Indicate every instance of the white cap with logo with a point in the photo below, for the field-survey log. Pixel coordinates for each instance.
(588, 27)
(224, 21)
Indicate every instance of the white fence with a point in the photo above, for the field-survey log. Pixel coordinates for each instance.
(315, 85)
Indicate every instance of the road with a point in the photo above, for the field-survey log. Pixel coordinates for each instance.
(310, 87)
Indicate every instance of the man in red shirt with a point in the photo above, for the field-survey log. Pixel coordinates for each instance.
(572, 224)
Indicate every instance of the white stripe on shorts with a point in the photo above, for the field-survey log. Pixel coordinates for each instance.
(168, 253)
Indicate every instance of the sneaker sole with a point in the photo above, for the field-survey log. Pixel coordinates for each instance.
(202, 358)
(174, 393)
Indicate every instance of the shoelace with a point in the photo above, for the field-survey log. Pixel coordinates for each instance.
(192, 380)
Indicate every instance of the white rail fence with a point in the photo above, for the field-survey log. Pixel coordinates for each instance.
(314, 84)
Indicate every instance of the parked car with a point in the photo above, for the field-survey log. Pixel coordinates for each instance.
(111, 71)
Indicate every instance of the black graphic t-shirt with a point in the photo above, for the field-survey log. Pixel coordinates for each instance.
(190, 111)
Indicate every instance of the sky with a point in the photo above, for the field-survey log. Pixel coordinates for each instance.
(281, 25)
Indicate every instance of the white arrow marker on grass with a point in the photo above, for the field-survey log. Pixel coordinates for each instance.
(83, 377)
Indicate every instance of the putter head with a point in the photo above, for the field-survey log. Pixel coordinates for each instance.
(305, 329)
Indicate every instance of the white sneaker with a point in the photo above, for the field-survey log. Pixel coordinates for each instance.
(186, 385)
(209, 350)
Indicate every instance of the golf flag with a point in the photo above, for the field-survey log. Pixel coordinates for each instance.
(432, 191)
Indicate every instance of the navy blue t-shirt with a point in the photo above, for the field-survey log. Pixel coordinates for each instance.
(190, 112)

----

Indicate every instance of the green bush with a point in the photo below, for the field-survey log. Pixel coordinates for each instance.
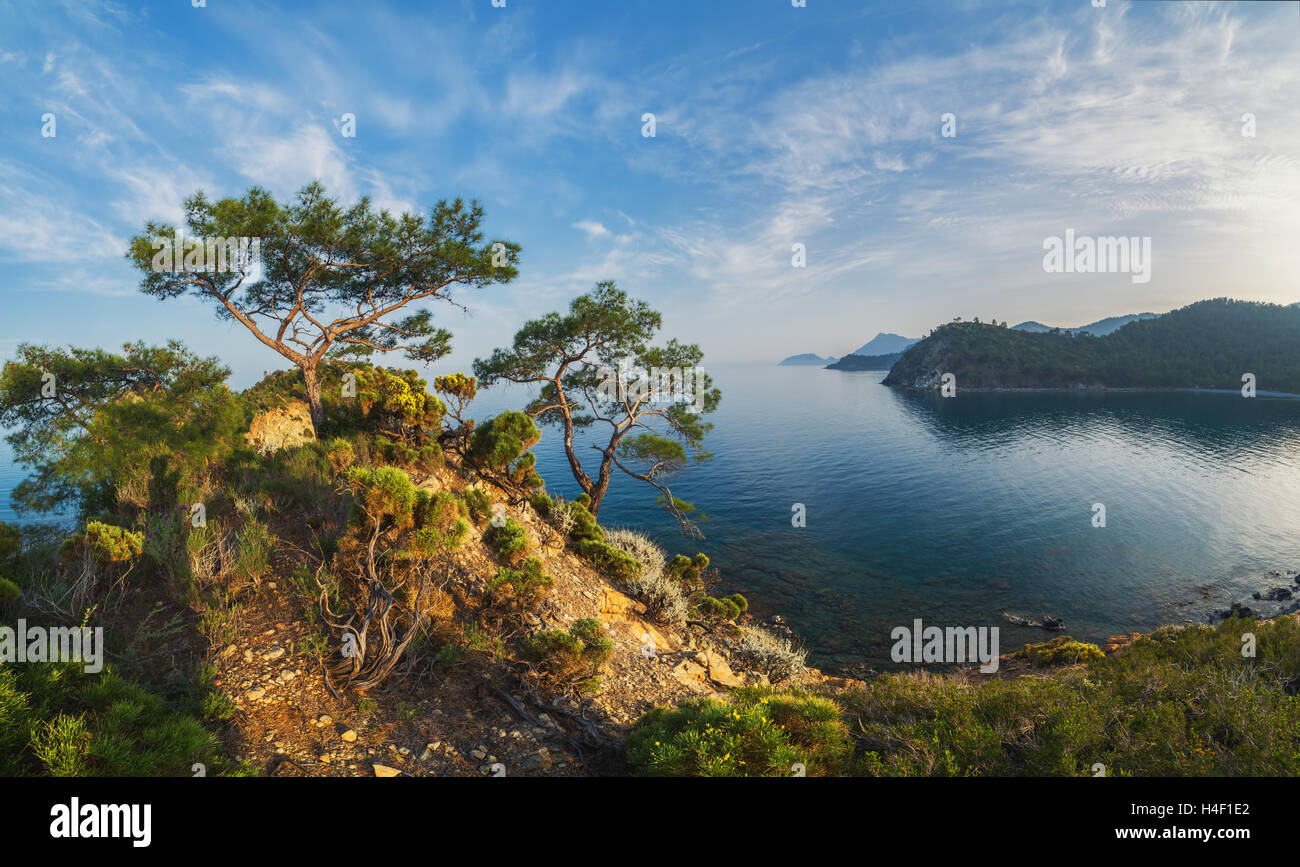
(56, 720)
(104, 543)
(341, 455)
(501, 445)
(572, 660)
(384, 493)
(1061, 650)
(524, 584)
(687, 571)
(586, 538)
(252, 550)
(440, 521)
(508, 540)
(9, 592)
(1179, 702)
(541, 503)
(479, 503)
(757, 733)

----

[EXERCISE PROMPT]: Count the lines in the items above that contain the string "sneaker". Reply with the number alone.

[ANSWER TO THIS EXERCISE]: 2